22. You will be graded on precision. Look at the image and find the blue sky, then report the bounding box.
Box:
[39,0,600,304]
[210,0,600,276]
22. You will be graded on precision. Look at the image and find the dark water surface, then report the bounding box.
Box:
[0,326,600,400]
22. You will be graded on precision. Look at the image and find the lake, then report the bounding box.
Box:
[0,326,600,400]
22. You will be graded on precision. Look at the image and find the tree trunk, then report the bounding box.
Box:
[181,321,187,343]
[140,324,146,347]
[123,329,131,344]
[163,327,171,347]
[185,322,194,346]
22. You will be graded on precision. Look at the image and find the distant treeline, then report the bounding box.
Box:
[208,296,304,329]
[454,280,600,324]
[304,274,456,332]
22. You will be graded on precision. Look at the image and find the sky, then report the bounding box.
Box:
◆ ◆ ◆ ◆ ◆ ◆ ◆
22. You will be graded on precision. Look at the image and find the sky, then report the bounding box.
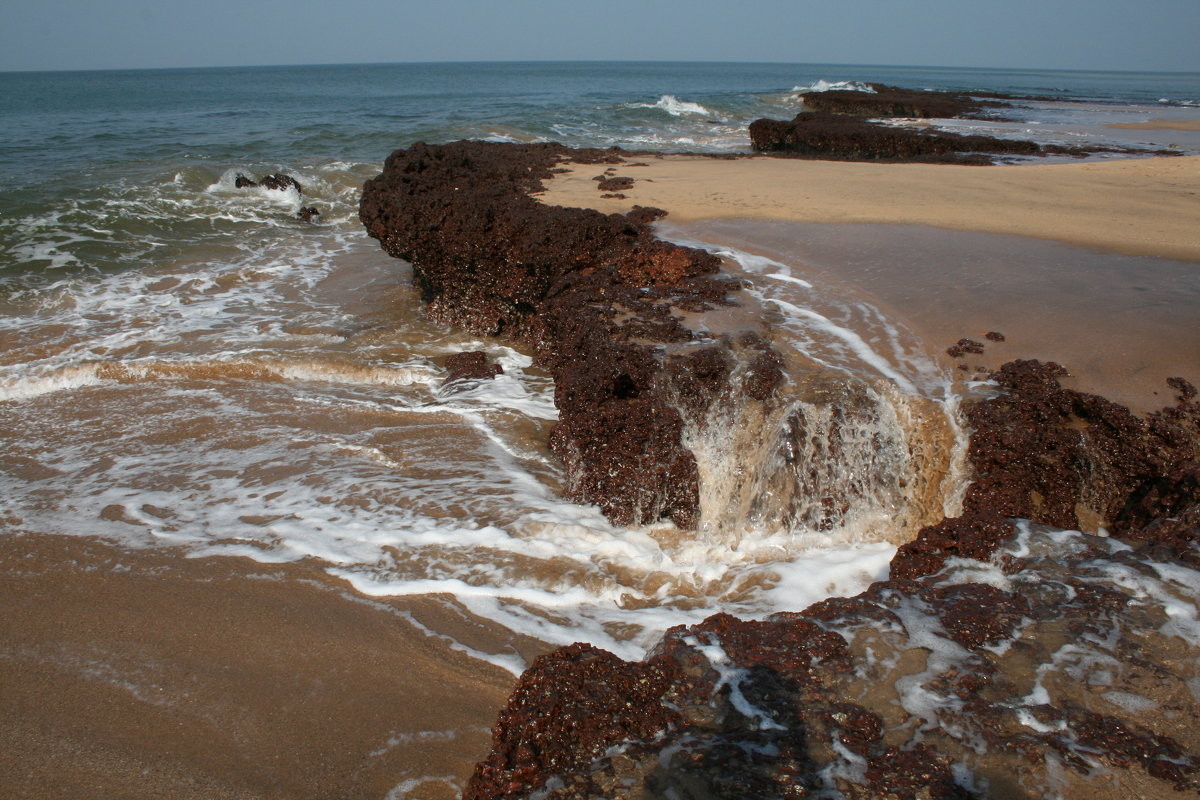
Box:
◆ ◆ ◆ ◆ ◆ ◆ ◆
* Problem
Arrange the items starting at the line containing "blue sky, then report the bounding box." and ending at the line containing "[185,322,194,346]" as a two-column CSV with the headers item_text and box, one row per item. Put each item's text and its answer in a single quoted field, with line breaks replaced by spaces.

* Expected output
item_text,box
"22. You will be graded on precision. Look at the image and find the blue sky, then report the bounding box. Box:","[39,0,600,304] [210,0,600,276]"
"22. You will be graded on precision. Look at the image and find the dark water surface, then report the bounding box. Box:","[0,326,600,400]"
"22. You will be graded on precision. Look at the image and find the lake, then report the bounding box. Box:","[0,326,600,400]"
"22. You will be graded on precision. Look at the image and find the tree trunk, then report the bounding box. Box:","[181,321,187,343] [140,324,146,347] [123,329,131,344] [163,327,171,347] [185,322,194,346]"